◆ **AIM OF THE TASK**
Could you copy out all of the entries exactly?

◆ **THE INPUT**
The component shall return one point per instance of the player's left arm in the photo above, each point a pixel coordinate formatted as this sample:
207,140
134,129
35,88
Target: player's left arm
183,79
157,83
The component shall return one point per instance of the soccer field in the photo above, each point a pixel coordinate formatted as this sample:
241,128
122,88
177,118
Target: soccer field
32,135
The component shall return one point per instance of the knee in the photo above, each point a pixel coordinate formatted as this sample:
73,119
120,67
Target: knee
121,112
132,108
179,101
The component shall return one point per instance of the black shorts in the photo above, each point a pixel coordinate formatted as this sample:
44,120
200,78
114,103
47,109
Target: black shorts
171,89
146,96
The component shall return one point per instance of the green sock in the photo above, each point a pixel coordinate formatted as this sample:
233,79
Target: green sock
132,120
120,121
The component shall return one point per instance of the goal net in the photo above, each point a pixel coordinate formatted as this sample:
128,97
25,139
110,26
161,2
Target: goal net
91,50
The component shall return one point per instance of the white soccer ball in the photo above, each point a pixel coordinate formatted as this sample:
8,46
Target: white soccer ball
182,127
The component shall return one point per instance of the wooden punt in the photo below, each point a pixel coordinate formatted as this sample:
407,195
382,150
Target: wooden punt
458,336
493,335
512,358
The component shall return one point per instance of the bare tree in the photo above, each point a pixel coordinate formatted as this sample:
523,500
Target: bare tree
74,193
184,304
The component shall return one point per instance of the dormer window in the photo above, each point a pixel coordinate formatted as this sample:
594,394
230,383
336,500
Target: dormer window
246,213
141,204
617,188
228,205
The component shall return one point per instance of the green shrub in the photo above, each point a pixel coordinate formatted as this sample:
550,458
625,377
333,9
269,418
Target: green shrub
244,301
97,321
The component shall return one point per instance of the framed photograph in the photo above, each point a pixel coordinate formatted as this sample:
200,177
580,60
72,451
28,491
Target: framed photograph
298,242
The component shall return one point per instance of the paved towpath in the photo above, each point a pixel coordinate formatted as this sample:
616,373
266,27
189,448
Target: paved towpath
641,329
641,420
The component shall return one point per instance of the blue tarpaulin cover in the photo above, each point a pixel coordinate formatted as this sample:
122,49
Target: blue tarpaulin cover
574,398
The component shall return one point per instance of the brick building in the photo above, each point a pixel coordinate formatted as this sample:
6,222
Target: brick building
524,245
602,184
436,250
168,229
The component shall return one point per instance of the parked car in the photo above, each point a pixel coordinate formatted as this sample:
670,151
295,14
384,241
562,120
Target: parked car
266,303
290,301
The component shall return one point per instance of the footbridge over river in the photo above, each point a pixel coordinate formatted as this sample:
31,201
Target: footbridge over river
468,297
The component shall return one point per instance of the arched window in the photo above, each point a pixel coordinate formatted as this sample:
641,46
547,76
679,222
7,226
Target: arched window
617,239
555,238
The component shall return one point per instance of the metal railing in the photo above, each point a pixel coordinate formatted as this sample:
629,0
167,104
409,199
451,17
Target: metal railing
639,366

◆ **SOLUTION TO THIS PROBLEM**
The component shall return one point per instance of the player's left arm in the photo above, each point a pixel coordinate formatted as this sample:
207,140
134,129
35,88
Target: player's left arm
183,79
157,83
The component shall return one point per instance of the soccer field in the photo above, each point a pixel coordinate formatted as this sample:
241,128
122,88
177,118
Target: soccer field
32,135
The component shall return one point per instance of the knee in the photo above, each point a pixel coordinate formatted as this sample:
73,119
120,67
Target: knee
121,112
132,108
179,101
The component shall return one point per instance of the black shorts in the photo above, each point a pixel coordinate formatted as this sample:
44,120
200,78
114,103
47,109
Target: black shorts
171,89
146,96
The component shall return one point per instance of the green sock in the photo above, each point a pixel coordinate formatted as this sample:
233,79
Target: green sock
132,120
120,121
The component shall return one point per instance of the goal net in the photo above, each point a pixel coordinate formatted as this sample:
128,97
25,139
110,26
161,2
Target: goal net
91,50
The component shall return one point per instance of the white soccer ball in the photo above, each point a pixel coordinate formatted as this sample:
8,46
Target: white soccer ball
182,127
The component shall return one point per instance of the wooden punt in the photo below, each point a pixel coordinate formatted as this sample:
407,195
382,150
Target: wooden punt
458,336
493,335
512,358
The component shall return one point per instance of the bare tree in the photo above, each point a pixel coordinate formatted as this sample:
523,500
Target: bare tree
74,193
184,304
The component shall return one point per instance of the dormer window in the photo above, each point a pixel coordinate formatted as this sample:
594,394
230,383
336,500
Target: dormer window
246,213
141,204
617,188
228,205
The component shall return one point per instance of the green shrub in the photo above, each point a pixel coordinate formatted as this sample:
550,458
625,377
333,9
269,418
Target: green shrub
244,301
97,321
The component shall return one point per instance of the framed photograph in the photo above, each point a pixel coordinate formatted as this sample:
200,177
580,60
72,451
28,491
Target: framed photograph
298,242
The component shall return one point per instance of the paved towpath in the photo above, each point a pixel coordinate formatted as this sample:
616,373
266,27
189,448
Target: paved towpath
641,329
641,420
The component shall return one point per instance of the blue tarpaulin cover in the photo above, each point a pixel coordinate formatted as this sample:
122,49
Target: blue tarpaulin cover
574,398
The component shall return one point per instance of the brick building in the photo above, each point a pixel coordinate formatted as this sample:
6,222
Target: brick building
524,245
602,184
436,250
168,229
The component shall return one point per instance of the parked car in the photo above, each point a pixel coordinate formatted as this sample:
670,151
295,14
384,241
562,120
Target: parked car
266,303
290,301
The component shall return one point per instance of the footbridge over river in the photo above, each point a pixel coordinate formatted as this sample:
31,201
Target: footbridge over river
468,297
The component shall return one point per instance of the arched window in the photo above, each point a pixel coordinate formatted as this sample:
641,46
547,76
679,222
7,226
Target: arched window
617,239
555,238
The component shall return one point per instance of the metal railing in the photo above, each point a pixel coordinate formatted as this sample:
629,0
167,104
409,199
451,17
Target: metal railing
639,366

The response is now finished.